Exercise:
Pick out every line in the records below that contains the word "earlobe", and copy each of those lines.

Excerpts from a pointing dataset:
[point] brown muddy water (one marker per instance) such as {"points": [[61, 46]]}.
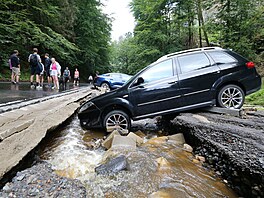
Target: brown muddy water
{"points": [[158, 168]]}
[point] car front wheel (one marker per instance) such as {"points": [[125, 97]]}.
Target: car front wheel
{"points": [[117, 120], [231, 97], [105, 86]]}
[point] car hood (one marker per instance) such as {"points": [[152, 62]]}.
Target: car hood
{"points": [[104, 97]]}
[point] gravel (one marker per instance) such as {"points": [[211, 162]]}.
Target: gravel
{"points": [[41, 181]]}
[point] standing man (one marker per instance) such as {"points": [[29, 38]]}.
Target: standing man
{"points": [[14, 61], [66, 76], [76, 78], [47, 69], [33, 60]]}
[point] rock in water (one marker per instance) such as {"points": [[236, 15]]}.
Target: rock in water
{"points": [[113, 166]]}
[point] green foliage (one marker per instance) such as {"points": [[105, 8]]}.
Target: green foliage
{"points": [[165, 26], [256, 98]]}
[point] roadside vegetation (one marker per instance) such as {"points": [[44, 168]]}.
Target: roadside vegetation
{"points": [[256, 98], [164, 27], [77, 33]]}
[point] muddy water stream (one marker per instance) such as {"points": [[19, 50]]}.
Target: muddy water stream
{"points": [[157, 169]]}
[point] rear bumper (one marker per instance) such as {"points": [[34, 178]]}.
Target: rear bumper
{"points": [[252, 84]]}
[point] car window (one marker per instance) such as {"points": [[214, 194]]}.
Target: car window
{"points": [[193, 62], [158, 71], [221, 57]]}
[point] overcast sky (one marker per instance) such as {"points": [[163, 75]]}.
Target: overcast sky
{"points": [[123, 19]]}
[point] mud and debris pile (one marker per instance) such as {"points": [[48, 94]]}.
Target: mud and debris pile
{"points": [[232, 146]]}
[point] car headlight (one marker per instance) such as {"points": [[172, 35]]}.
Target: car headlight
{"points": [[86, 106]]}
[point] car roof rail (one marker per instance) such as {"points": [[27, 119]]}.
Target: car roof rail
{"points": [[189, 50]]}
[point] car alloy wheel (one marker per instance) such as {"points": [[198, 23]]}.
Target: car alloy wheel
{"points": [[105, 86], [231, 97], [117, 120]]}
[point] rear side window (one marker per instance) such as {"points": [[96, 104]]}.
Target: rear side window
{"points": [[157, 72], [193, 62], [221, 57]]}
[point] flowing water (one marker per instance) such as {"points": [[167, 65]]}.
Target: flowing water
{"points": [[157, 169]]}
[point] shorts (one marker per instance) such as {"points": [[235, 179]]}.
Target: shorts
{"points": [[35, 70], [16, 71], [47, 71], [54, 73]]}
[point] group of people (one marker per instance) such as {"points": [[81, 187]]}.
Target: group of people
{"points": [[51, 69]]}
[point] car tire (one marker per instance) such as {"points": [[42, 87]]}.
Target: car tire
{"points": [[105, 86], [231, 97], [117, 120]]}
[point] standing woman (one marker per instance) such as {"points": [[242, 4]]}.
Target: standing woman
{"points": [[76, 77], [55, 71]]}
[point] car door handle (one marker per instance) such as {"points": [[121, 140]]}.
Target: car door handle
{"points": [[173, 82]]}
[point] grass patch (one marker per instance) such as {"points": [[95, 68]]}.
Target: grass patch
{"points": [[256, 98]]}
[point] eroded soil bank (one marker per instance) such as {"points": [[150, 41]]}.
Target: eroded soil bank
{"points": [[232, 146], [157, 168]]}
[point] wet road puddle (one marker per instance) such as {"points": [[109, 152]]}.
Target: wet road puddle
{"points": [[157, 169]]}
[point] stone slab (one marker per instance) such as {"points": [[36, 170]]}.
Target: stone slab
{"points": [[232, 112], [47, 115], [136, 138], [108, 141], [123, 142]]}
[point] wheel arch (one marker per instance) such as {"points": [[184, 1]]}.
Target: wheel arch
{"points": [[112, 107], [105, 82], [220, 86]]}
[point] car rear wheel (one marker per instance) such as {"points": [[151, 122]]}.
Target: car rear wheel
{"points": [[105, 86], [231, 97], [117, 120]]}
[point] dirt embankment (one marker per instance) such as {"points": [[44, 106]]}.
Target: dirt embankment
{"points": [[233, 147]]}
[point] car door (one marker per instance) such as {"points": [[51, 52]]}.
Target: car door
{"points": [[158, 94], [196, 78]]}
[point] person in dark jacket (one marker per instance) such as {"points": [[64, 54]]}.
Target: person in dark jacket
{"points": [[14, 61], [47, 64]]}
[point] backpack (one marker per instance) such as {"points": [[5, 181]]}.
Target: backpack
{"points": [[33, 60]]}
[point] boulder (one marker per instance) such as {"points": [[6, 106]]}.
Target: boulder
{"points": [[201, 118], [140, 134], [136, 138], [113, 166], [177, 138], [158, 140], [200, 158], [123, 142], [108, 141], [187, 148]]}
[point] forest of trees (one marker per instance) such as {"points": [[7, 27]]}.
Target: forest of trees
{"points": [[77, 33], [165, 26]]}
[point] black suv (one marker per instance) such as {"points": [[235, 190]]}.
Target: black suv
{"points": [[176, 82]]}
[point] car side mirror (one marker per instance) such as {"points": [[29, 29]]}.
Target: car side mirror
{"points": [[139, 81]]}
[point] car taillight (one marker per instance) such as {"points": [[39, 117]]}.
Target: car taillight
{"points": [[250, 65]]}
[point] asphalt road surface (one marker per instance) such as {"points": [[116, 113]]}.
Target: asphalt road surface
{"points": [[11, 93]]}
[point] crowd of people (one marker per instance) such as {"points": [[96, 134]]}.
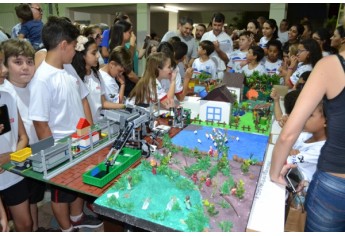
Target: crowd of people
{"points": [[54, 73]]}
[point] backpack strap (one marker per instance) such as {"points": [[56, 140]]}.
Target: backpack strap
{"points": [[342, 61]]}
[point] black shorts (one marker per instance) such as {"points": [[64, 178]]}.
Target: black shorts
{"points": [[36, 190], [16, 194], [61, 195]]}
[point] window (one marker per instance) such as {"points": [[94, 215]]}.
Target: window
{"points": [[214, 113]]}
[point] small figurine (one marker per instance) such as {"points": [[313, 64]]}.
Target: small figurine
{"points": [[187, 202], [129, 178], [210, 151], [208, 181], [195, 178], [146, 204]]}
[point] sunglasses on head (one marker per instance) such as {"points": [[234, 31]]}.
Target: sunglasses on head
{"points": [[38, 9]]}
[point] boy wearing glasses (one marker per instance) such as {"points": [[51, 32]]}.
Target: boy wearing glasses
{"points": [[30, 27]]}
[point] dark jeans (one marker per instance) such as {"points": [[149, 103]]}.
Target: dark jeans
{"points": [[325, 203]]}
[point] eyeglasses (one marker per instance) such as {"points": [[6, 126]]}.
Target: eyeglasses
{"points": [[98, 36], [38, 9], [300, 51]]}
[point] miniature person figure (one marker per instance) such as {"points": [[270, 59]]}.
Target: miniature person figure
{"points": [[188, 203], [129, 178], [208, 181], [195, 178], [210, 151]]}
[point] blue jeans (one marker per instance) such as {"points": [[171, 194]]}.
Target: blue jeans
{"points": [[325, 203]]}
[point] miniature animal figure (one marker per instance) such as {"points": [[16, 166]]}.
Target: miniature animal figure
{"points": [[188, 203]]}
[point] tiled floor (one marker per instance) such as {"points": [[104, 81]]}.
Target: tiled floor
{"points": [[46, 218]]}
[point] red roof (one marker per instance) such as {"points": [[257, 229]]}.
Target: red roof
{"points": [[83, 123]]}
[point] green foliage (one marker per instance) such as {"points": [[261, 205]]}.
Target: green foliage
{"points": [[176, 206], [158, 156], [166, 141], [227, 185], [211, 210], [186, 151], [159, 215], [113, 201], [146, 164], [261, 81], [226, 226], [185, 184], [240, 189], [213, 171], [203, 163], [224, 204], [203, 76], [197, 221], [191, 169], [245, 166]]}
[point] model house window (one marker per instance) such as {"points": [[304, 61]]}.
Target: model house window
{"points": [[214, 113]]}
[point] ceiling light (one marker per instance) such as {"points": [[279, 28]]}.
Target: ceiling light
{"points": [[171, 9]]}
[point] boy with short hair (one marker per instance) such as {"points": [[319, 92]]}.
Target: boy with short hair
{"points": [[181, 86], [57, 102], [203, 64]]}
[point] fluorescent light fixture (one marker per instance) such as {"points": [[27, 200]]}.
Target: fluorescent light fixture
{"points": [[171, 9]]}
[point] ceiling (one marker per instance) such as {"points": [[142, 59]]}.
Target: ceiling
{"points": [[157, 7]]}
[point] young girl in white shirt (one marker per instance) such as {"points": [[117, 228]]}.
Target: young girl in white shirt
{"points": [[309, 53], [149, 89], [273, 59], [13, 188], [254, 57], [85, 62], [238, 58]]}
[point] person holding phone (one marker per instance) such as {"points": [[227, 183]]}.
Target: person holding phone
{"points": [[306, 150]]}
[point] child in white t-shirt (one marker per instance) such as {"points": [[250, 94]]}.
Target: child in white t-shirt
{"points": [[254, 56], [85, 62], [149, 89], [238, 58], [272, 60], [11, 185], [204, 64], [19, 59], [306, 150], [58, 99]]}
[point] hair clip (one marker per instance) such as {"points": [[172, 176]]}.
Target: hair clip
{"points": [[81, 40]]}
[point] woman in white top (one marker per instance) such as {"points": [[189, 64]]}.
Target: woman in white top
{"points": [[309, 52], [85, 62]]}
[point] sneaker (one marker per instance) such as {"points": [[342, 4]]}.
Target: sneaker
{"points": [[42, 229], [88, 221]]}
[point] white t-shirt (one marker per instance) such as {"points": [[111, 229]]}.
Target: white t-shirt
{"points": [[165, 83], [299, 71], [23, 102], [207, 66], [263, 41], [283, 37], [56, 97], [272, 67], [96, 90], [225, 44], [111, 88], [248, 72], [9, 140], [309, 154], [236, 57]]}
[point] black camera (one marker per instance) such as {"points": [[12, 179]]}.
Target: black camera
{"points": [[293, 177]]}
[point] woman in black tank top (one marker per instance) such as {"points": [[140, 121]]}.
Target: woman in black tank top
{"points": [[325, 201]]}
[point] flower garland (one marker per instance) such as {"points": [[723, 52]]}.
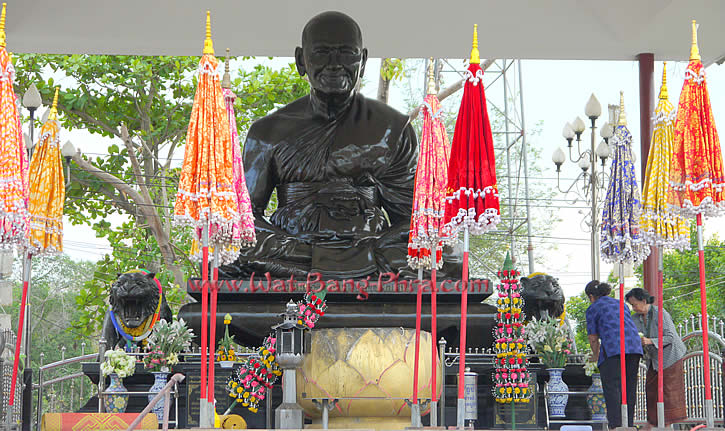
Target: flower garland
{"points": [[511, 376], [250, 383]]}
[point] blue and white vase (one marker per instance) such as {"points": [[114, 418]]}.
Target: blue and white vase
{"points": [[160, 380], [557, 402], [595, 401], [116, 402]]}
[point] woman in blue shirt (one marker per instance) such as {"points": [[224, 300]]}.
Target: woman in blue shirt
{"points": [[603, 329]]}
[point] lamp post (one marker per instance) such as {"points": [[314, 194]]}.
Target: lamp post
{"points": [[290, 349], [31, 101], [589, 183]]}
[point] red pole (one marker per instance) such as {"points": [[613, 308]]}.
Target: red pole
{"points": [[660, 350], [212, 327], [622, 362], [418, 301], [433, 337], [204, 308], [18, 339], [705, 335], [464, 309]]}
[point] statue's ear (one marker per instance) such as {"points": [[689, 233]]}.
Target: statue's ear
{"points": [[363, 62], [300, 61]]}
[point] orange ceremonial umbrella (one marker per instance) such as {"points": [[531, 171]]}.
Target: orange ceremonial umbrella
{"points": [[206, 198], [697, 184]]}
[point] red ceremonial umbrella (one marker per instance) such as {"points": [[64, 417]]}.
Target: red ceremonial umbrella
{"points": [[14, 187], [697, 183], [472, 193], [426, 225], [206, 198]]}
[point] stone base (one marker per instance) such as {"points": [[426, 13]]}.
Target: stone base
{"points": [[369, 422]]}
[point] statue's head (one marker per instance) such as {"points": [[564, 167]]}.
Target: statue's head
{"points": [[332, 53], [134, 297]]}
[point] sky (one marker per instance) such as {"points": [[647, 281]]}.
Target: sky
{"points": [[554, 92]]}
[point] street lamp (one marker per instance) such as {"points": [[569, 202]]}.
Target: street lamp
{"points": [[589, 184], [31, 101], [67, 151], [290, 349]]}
--
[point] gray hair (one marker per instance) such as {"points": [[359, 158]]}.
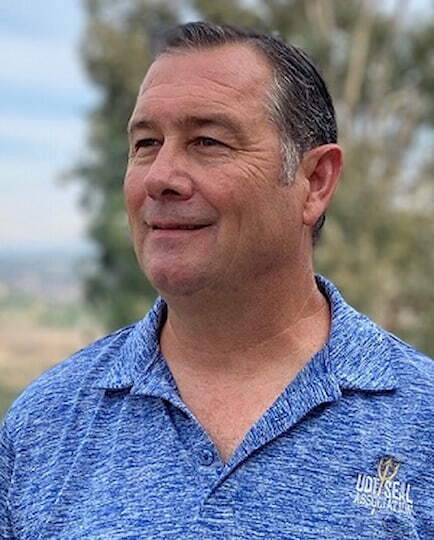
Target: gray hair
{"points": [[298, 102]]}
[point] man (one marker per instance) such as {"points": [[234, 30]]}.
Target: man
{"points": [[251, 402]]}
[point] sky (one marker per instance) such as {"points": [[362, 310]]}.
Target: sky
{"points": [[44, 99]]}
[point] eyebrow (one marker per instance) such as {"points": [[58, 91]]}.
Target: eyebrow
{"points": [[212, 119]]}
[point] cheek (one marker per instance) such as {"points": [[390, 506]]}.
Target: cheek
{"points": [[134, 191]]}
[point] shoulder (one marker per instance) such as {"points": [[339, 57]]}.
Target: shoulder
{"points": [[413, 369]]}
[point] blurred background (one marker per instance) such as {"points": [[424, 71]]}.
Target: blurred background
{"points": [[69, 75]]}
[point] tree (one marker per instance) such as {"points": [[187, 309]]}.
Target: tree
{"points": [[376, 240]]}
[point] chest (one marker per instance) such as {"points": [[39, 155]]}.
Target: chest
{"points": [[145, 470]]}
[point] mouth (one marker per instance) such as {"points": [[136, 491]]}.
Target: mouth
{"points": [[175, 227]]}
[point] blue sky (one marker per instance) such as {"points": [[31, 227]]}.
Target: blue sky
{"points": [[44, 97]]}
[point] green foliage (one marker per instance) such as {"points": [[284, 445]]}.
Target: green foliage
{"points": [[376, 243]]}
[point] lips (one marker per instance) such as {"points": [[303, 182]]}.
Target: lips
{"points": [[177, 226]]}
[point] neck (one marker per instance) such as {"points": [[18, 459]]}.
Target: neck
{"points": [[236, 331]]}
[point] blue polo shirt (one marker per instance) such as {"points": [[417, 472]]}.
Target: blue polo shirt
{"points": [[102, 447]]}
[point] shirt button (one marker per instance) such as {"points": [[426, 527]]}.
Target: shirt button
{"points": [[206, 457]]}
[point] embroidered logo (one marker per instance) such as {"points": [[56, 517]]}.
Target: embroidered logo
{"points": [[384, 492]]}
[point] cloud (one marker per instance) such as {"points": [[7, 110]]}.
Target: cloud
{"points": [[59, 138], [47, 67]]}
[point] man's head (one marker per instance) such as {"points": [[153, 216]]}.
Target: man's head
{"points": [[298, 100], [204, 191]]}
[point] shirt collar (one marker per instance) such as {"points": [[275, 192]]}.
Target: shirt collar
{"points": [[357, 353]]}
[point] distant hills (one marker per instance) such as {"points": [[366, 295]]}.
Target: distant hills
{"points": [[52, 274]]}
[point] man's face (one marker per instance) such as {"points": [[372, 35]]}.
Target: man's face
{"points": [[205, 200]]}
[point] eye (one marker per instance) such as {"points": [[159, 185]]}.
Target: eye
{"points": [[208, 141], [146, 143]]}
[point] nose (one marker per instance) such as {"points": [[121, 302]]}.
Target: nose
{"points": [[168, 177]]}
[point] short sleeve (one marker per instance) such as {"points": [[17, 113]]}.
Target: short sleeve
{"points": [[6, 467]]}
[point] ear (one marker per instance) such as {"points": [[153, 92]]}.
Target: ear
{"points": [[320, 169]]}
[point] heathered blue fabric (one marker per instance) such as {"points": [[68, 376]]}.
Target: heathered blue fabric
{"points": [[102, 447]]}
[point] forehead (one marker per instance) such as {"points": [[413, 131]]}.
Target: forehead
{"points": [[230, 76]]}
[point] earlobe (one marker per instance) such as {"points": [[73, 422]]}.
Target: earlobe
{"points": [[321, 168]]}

The reply:
[point] earlobe (one marker per instance) such as {"points": [[73, 422]]}.
Target: earlobe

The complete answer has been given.